## What you should do
Reproduce every row below verbatim, omitting the pictures.

## Supplied data
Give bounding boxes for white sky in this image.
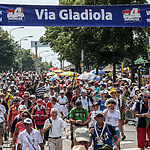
[0,0,150,67]
[0,0,70,67]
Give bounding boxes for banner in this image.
[0,4,150,27]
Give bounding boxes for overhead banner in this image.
[0,4,150,27]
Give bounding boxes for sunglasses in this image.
[96,115,104,118]
[108,102,115,104]
[24,123,30,126]
[13,100,19,102]
[22,115,28,117]
[144,96,150,98]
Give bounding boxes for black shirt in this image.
[135,101,148,128]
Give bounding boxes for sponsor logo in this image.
[0,10,3,22]
[6,7,25,21]
[122,8,142,23]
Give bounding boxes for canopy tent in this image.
[134,56,150,65]
[102,64,119,72]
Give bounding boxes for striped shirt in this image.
[35,86,46,98]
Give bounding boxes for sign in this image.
[0,4,150,27]
[31,41,50,47]
[142,75,150,85]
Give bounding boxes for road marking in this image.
[122,148,140,150]
[120,141,134,144]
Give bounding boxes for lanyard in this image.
[94,122,106,139]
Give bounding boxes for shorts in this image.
[137,127,150,148]
[36,124,44,129]
[0,122,4,135]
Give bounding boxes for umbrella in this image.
[78,72,94,80]
[53,69,64,73]
[49,75,60,81]
[87,75,103,82]
[48,67,58,71]
[92,70,104,74]
[47,72,56,76]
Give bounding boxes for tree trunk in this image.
[113,52,116,83]
[96,65,99,75]
[130,28,135,83]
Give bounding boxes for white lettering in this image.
[93,12,101,20]
[49,12,56,20]
[81,9,88,20]
[35,9,44,20]
[73,12,80,20]
[59,9,68,20]
[106,12,113,20]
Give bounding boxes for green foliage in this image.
[0,29,16,71]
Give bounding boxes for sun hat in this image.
[23,118,32,124]
[37,98,42,105]
[74,128,90,142]
[106,98,117,105]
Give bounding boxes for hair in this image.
[52,97,57,102]
[21,110,31,119]
[143,91,149,95]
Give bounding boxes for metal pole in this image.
[20,40,22,74]
[81,50,84,73]
[35,42,38,73]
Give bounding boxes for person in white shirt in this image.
[17,118,44,150]
[44,108,69,150]
[0,99,7,150]
[52,97,64,118]
[78,90,92,112]
[57,90,68,116]
[103,98,124,142]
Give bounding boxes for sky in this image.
[0,0,70,68]
[0,0,150,68]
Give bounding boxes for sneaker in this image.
[122,135,126,141]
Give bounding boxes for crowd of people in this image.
[0,71,150,150]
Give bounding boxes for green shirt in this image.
[69,107,89,122]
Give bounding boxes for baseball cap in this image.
[23,118,32,124]
[44,93,49,97]
[30,95,36,98]
[37,98,42,105]
[96,110,104,116]
[18,105,27,111]
[74,128,90,142]
[75,100,82,106]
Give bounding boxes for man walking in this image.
[135,91,150,150]
[17,118,44,150]
[44,108,69,150]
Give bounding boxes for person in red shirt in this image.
[42,93,52,118]
[17,81,25,96]
[7,96,20,130]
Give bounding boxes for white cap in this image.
[23,118,32,124]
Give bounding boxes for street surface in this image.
[3,124,148,150]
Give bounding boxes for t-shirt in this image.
[104,109,121,130]
[18,128,43,150]
[135,101,148,128]
[0,104,6,123]
[8,105,19,122]
[94,86,100,99]
[58,96,68,104]
[69,107,89,122]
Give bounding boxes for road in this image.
[3,125,148,150]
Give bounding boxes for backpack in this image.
[44,118,52,141]
[73,107,86,122]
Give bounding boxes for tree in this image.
[0,29,16,71]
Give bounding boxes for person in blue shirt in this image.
[93,82,100,100]
[97,91,107,111]
[90,110,120,150]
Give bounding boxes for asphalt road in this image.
[3,125,148,150]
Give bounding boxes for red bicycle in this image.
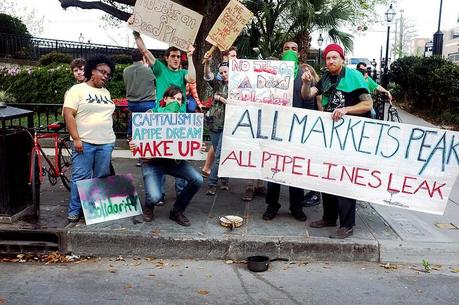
[25,122,72,217]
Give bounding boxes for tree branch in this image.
[59,0,131,21]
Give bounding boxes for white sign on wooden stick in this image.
[129,0,202,50]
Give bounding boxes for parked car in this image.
[346,57,375,71]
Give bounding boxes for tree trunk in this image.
[58,0,229,97]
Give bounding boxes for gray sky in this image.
[8,0,459,60]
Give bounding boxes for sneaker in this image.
[220,181,229,191]
[290,209,308,221]
[303,193,320,207]
[201,169,210,178]
[206,186,217,196]
[169,209,191,227]
[241,187,255,201]
[330,227,354,239]
[262,205,279,220]
[67,215,80,222]
[143,206,154,222]
[255,186,266,195]
[309,219,336,229]
[155,195,166,207]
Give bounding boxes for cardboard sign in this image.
[206,0,253,51]
[132,113,205,160]
[218,104,459,214]
[77,174,142,225]
[228,59,295,106]
[129,0,202,51]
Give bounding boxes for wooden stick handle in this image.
[202,46,217,64]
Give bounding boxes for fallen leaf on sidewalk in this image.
[450,267,459,273]
[151,229,161,236]
[380,263,399,270]
[430,265,442,271]
[115,255,125,262]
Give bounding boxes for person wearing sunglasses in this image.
[127,16,196,202]
[63,55,116,222]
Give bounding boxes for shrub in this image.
[0,13,30,36]
[110,54,132,65]
[390,56,459,123]
[39,52,73,66]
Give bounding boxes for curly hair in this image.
[163,85,183,98]
[70,57,86,71]
[84,55,115,79]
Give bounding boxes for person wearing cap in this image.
[301,44,373,239]
[123,49,156,139]
[262,41,315,221]
[204,53,229,196]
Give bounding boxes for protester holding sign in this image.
[301,44,373,239]
[123,49,156,139]
[64,56,115,222]
[129,86,203,226]
[204,54,229,196]
[201,46,237,178]
[128,16,196,200]
[263,41,314,221]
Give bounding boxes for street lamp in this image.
[382,3,395,88]
[317,34,324,67]
[432,0,443,56]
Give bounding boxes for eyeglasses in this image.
[95,69,112,80]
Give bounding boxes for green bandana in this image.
[281,50,300,78]
[321,67,370,106]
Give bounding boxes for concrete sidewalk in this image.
[0,107,459,264]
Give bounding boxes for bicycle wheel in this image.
[388,108,402,123]
[30,152,40,218]
[58,137,72,191]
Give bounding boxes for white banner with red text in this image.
[218,102,459,214]
[132,112,205,160]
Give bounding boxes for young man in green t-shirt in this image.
[127,16,196,201]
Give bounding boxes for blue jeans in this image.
[207,130,228,187]
[127,100,156,139]
[68,142,115,216]
[142,159,203,211]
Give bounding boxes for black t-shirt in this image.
[316,69,371,118]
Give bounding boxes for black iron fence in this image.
[0,33,164,60]
[5,103,129,139]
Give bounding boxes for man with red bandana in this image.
[301,44,373,239]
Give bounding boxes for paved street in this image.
[0,258,459,305]
[0,104,459,265]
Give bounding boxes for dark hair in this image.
[131,49,143,61]
[70,57,86,71]
[218,61,229,69]
[222,46,237,57]
[166,47,180,57]
[356,61,367,68]
[84,55,115,80]
[163,86,183,98]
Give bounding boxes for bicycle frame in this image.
[29,131,60,183]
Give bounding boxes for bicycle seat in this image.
[48,121,65,131]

## Result
Give bounding boxes for white sky in this image.
[0,0,150,67]
[0,0,70,67]
Give bounding boxes for banner in this image.
[0,4,150,27]
Give bounding boxes for overhead banner in this image.
[0,4,150,27]
Give bounding boxes for sunglasses in this image.
[96,115,104,118]
[108,102,115,104]
[24,123,30,126]
[13,100,19,102]
[22,115,28,117]
[144,96,150,98]
Give bounding boxes for black shirt in this image.
[135,101,148,128]
Give bounding boxes for sponsor logo in this image.
[0,10,3,22]
[6,7,25,21]
[122,8,142,23]
Give bounding boxes for canopy tent in this image.
[134,56,150,65]
[102,64,119,72]
Give bounding boxes for striped shirt in this image.
[35,86,46,98]
Give bounding boxes for sign in this image.
[0,4,150,27]
[31,41,50,47]
[142,75,150,85]
Give bounding boxes for road marking in this image.
[122,148,140,150]
[120,141,134,144]
Give bounding boxes for lanyard in this image.
[94,122,106,139]
Give bounding boxes for shorts in this image.
[137,127,150,148]
[36,124,44,129]
[0,122,4,135]
Give bounding boxes for umbrella in this image.
[78,72,94,80]
[53,69,64,73]
[49,75,60,81]
[87,75,103,82]
[48,67,58,71]
[92,70,104,74]
[47,72,56,76]
Give bounding boxes for tree trunk in this image.
[113,52,116,83]
[96,65,99,75]
[130,28,135,83]
Give bounding boxes for white lettering in this image.
[93,12,101,20]
[49,12,56,20]
[81,9,88,20]
[35,9,44,20]
[73,12,80,20]
[59,9,68,20]
[106,12,113,20]
Give bounding boxes for green foliage in this image.
[0,29,16,71]
Give bounding boxes for sun hat in this image.
[23,118,32,124]
[37,98,42,105]
[74,128,90,142]
[106,98,117,105]
Give bounding boxes for hair in this image.
[52,97,57,102]
[21,110,31,119]
[143,91,149,95]
Give bounding boxes for metal pole in this image.
[20,40,22,74]
[81,50,84,73]
[35,42,38,73]
Give bounding boxes for person in white shirt in this image.
[17,118,44,150]
[44,108,69,150]
[0,99,7,150]
[52,97,64,118]
[78,90,92,112]
[57,90,68,116]
[103,98,124,142]
Give bounding boxes for sky in this image.
[0,0,70,68]
[0,0,150,68]
Give bounding boxes for sneaker in this image.
[122,135,126,141]
Give bounding boxes for crowd of people in this image.
[0,71,150,150]
Give bounding boxes for green shirt in this image.
[69,107,89,122]
Give bounding boxes for baseball cap in this image.
[23,118,32,124]
[44,93,49,97]
[30,95,36,98]
[37,98,42,105]
[96,110,104,116]
[18,105,27,111]
[74,128,90,142]
[75,100,82,106]
Give bounding boxes for man walking in this image.
[135,91,150,150]
[17,118,44,150]
[44,108,69,150]
Give bounding boxes for person in red shirt in this image.
[42,93,52,118]
[17,81,25,96]
[7,96,20,130]
Give bounding boxes for white cap in this image.
[23,118,32,124]
Give bounding boxes for street surface in this image.
[3,124,148,150]
Give bounding boxes for t-shirt in this image.
[104,109,121,130]
[18,128,43,150]
[135,101,148,128]
[0,104,6,123]
[8,105,19,122]
[94,86,100,99]
[58,96,68,104]
[69,107,89,122]
Give bounding boxes for road in this image.
[3,125,148,150]
Give bounding boxes for backpack in this image.
[44,118,52,141]
[73,107,86,122]
Give bounding boxes for tree in this image.
[0,29,16,71]
Give bounding boxes for person in blue shirt in this image.
[93,82,100,100]
[97,91,107,111]
[90,110,120,150]
Give bounding boxes for asphalt road in this image.
[3,125,148,150]
Give bounding boxes for red bicycle in this image.
[25,122,72,217]
Give bounding boxes for tree branch in this image.
[59,0,131,21]
Give bounding boxes for white sign on wooden stick in this image.
[129,0,202,50]
Give bounding boxes for parked car in this image.
[346,57,375,71]
Give bounding boxes for tree trunk in this image.
[58,0,229,97]
Give bounding boxes for gray sky in this image.
[8,0,459,60]
Give bounding boxes for sneaker in this image.
[220,181,229,191]
[290,209,308,221]
[303,193,320,207]
[201,169,210,178]
[206,186,217,196]
[169,209,191,227]
[241,187,255,201]
[330,227,354,239]
[262,205,279,220]
[67,215,80,222]
[143,206,154,222]
[255,186,266,195]
[309,219,336,229]
[155,195,166,207]
Give bounding boxes for cardboard sign in this image.
[206,0,253,51]
[132,113,205,160]
[218,104,459,214]
[77,174,142,225]
[228,59,295,106]
[129,0,202,51]
Give bounding boxes for wooden stick handle in this image.
[202,46,217,64]
Give bounding boxes for fallen leaf on sidewalk in this image.
[450,267,459,273]
[151,229,161,236]
[380,263,399,270]
[430,265,442,271]
[115,255,125,262]
Give bounding boxes for person wearing sunglasses in this image.
[127,16,196,202]
[63,55,116,222]
Give bounding boxes for shrub in this image.
[0,13,30,36]
[110,54,132,65]
[390,56,459,123]
[39,52,73,66]
Give bounding boxes for curly hair in this image.
[163,85,183,98]
[70,57,86,71]
[84,55,115,79]
Give bounding boxes for person wearing cap in this image.
[301,44,373,239]
[123,49,156,139]
[262,41,315,221]
[204,53,229,196]
Give bounding boxes for protester holding sign in this image.
[301,44,373,239]
[123,49,156,139]
[64,56,115,222]
[129,86,203,226]
[204,54,229,196]
[201,46,237,178]
[128,16,196,200]
[263,41,314,221]
Give bounding boxes for street lamp in this image.
[382,3,395,88]
[317,34,324,67]
[432,0,443,56]
Give bounding boxes for eyeglasses in this image.
[95,69,112,80]
Give bounding boxes for green bandana in this image.
[281,50,300,78]
[321,67,370,106]
Give bounding boxes for concrete sidewalk in this image.
[0,107,459,264]
Give bounding boxes for bicycle wheel in this image.
[388,108,402,123]
[30,152,40,218]
[58,137,72,191]
Give bounding boxes for white banner with red text in this image.
[218,102,459,214]
[132,112,205,160]
Give bounding boxes for young man in green t-shirt in this image.
[127,16,196,201]
Give bounding boxes for blue jeans in this image.
[207,130,228,187]
[127,100,156,139]
[68,142,115,216]
[142,159,203,211]
Give bounding boxes for black t-shirt in this image.
[316,69,371,118]
Give bounding boxes for black iron fence in this image.
[0,33,164,60]
[5,103,129,139]
Give bounding boxes for man with red bandana in this image.
[301,44,373,239]
Give bounding boxes for paved street in this image.
[0,258,459,305]
[0,104,459,265]
Give bounding boxes for dark hair in this image.
[131,49,143,61]
[70,57,86,71]
[218,61,229,69]
[222,46,237,57]
[166,47,180,57]
[356,61,367,68]
[84,55,115,80]
[163,86,183,98]
Give bounding boxes for bicycle frame in this image.
[29,131,60,183]
Give bounding boxes for bicycle seat in this image.
[48,121,65,131]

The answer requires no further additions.